• What you will do:
The data below calls for an exact copy.

• Supplied records:
⟨

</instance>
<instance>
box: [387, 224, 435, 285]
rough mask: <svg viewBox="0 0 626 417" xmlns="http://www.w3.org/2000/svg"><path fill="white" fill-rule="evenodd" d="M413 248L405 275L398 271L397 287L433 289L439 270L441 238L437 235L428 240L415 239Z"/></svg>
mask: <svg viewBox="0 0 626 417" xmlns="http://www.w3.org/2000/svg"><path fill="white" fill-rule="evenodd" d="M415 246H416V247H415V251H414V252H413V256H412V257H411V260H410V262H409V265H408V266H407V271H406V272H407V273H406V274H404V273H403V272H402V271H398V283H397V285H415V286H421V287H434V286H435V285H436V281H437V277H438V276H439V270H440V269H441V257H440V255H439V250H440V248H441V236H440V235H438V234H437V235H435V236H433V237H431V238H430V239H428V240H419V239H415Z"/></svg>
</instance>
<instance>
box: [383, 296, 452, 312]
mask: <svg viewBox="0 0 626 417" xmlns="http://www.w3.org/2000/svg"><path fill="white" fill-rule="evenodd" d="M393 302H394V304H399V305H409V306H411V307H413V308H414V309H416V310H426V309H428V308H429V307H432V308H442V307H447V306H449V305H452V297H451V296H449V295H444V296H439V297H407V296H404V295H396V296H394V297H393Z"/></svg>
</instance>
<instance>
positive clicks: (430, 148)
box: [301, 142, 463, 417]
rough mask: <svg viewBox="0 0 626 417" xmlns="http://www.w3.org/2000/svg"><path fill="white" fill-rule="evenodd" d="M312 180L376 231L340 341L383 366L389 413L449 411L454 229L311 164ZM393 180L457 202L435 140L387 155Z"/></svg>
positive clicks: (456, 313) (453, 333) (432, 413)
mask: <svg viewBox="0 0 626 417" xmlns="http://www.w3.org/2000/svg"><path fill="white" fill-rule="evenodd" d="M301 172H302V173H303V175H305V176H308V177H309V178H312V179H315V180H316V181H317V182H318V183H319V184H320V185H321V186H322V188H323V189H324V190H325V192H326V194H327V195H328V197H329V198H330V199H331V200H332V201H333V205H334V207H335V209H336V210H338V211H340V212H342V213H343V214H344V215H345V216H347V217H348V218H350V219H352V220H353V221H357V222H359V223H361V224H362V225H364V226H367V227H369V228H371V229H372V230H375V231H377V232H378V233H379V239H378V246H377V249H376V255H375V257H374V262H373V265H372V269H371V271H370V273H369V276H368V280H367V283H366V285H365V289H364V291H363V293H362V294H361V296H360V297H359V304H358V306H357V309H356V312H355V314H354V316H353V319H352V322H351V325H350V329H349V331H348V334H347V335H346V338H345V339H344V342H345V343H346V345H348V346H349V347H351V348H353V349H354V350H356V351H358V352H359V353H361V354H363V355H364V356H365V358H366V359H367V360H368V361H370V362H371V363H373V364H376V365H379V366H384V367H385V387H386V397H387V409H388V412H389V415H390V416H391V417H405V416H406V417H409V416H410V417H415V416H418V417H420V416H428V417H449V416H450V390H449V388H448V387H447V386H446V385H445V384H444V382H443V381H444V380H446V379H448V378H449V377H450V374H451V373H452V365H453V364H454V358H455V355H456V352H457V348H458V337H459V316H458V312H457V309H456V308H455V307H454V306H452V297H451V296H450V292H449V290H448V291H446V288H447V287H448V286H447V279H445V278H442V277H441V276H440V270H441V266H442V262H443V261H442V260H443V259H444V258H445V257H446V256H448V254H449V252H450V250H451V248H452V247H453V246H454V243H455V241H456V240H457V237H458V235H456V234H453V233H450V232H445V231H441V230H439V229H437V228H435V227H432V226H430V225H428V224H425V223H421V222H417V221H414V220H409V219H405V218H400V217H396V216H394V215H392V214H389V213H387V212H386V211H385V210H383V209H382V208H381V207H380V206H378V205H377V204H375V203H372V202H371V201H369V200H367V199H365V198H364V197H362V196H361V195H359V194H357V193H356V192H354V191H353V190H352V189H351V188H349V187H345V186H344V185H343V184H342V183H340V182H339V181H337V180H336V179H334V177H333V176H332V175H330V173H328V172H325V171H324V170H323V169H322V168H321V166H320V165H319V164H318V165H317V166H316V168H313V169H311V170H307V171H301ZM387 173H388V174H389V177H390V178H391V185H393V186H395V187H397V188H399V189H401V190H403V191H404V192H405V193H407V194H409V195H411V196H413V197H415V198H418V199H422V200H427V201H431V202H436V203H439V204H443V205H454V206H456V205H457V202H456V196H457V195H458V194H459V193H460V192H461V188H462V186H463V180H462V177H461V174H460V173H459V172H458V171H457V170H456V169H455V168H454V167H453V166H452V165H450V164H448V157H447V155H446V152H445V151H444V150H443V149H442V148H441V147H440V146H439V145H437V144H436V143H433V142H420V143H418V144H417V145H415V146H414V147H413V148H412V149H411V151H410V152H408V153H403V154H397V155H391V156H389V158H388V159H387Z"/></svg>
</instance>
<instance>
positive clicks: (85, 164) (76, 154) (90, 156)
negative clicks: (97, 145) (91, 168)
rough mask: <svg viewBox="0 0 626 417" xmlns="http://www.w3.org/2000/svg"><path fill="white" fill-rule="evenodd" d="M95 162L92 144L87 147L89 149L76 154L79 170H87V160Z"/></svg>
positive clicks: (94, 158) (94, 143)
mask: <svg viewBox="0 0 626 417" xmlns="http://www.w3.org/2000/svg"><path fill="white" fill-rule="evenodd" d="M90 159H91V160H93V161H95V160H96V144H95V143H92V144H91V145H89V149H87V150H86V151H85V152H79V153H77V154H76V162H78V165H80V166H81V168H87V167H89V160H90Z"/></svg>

⟩

• Written answer:
</instance>
<instance>
box: [387, 224, 435, 285]
rough mask: <svg viewBox="0 0 626 417" xmlns="http://www.w3.org/2000/svg"><path fill="white" fill-rule="evenodd" d="M413 248L405 275L398 271L397 287L433 289L439 270L441 238L437 235L428 240L415 239Z"/></svg>
mask: <svg viewBox="0 0 626 417" xmlns="http://www.w3.org/2000/svg"><path fill="white" fill-rule="evenodd" d="M415 246H416V247H415V251H414V252H413V256H412V257H411V260H410V262H409V265H408V266H407V271H406V272H407V273H406V274H404V273H403V272H402V271H398V283H397V285H415V286H421V287H434V286H435V285H436V281H437V277H438V276H439V270H440V269H441V257H440V255H439V250H440V248H441V236H440V235H438V234H437V235H435V236H433V237H431V238H430V239H428V240H419V239H415Z"/></svg>
</instance>
<instance>
box: [383, 296, 452, 312]
mask: <svg viewBox="0 0 626 417" xmlns="http://www.w3.org/2000/svg"><path fill="white" fill-rule="evenodd" d="M393 302H394V304H399V305H409V306H411V307H413V308H414V309H416V310H426V309H428V308H429V307H432V308H442V307H447V306H449V305H452V297H451V296H449V295H444V296H439V297H407V296H404V295H396V296H394V297H393Z"/></svg>
</instance>
<instance>
positive clicks: (430, 148)
box: [301, 142, 463, 417]
rough mask: <svg viewBox="0 0 626 417" xmlns="http://www.w3.org/2000/svg"><path fill="white" fill-rule="evenodd" d="M312 180L376 231L340 341L383 366L389 413L449 411L454 229L311 164ZM393 180L457 202L435 140L387 155Z"/></svg>
positive clicks: (456, 313) (453, 333) (432, 413)
mask: <svg viewBox="0 0 626 417" xmlns="http://www.w3.org/2000/svg"><path fill="white" fill-rule="evenodd" d="M301 172H302V173H303V175H305V176H308V177H309V178H312V179H315V180H316V181H317V182H318V183H319V184H320V185H321V186H322V188H323V189H324V190H325V192H326V194H327V195H328V197H329V198H330V199H331V200H332V201H333V205H334V207H335V209H336V210H338V211H340V212H342V213H343V214H344V215H345V216H347V217H348V218H350V219H352V220H353V221H357V222H359V223H361V224H362V225H364V226H367V227H369V228H371V229H372V230H375V231H377V232H378V233H379V239H378V246H377V249H376V255H375V257H374V262H373V265H372V269H371V271H370V273H369V276H368V280H367V283H366V285H365V289H364V291H363V293H362V294H361V296H360V297H359V304H358V306H357V309H356V312H355V314H354V316H353V319H352V322H351V325H350V329H349V331H348V334H347V335H346V338H345V339H344V342H345V343H346V345H348V346H349V347H351V348H353V349H354V350H356V351H358V352H359V353H361V354H363V355H364V356H365V358H366V359H367V360H368V361H370V362H371V363H373V364H376V365H379V366H384V367H385V387H386V397H387V409H388V412H389V415H390V416H391V417H405V416H406V417H409V416H410V417H415V416H418V417H420V416H428V417H449V416H450V390H449V388H448V387H447V386H446V385H445V384H444V382H443V381H444V380H446V379H448V378H449V377H450V374H451V373H452V365H453V364H454V358H455V355H456V352H457V348H458V337H459V316H458V312H457V309H456V308H455V307H454V306H452V297H451V296H450V292H449V290H448V291H446V288H447V287H448V286H447V279H445V278H442V277H441V276H440V270H441V266H442V262H443V261H442V260H443V259H444V258H445V257H446V256H448V254H449V252H450V250H451V248H452V247H453V246H454V243H455V241H456V240H457V237H458V235H456V234H453V233H450V232H445V231H441V230H439V229H437V228H435V227H432V226H430V225H428V224H425V223H421V222H417V221H414V220H409V219H405V218H400V217H396V216H394V215H392V214H389V213H387V212H386V211H385V210H383V209H382V208H381V207H380V206H378V205H377V204H375V203H372V202H371V201H369V200H367V199H365V198H364V197H362V196H361V195H359V194H357V193H356V192H354V191H353V190H352V189H351V188H349V187H345V186H344V185H343V184H342V183H340V182H339V181H337V180H336V179H334V177H333V176H332V175H330V173H328V172H325V171H324V170H323V169H322V168H321V166H320V165H319V164H318V165H317V166H316V168H313V169H311V170H307V171H301ZM387 173H388V174H389V177H390V178H391V185H393V186H395V187H397V188H399V189H401V190H403V191H404V192H405V193H407V194H409V195H411V196H413V197H415V198H418V199H422V200H427V201H431V202H436V203H439V204H443V205H454V206H456V205H457V202H456V196H457V195H458V194H459V193H460V192H461V188H462V186H463V180H462V177H461V174H460V173H459V172H458V171H457V170H456V169H455V168H454V167H453V166H452V165H450V164H448V157H447V155H446V152H445V151H444V150H443V149H442V148H441V147H440V146H439V145H437V144H436V143H433V142H420V143H418V144H417V145H415V146H414V147H413V148H412V149H411V151H410V152H408V153H403V154H397V155H391V156H389V158H388V159H387Z"/></svg>
</instance>
<instance>
positive clicks: (85, 164) (76, 154) (90, 156)
negative clicks: (97, 145) (91, 168)
rough mask: <svg viewBox="0 0 626 417" xmlns="http://www.w3.org/2000/svg"><path fill="white" fill-rule="evenodd" d="M95 162L92 144L87 147L89 149L76 154L79 170H87V160Z"/></svg>
positive clicks: (94, 158) (94, 143)
mask: <svg viewBox="0 0 626 417" xmlns="http://www.w3.org/2000/svg"><path fill="white" fill-rule="evenodd" d="M90 159H91V160H93V161H95V160H96V144H95V143H92V144H91V145H89V149H87V150H86V151H85V152H79V153H77V154H76V162H78V165H80V166H81V168H87V167H89V160H90Z"/></svg>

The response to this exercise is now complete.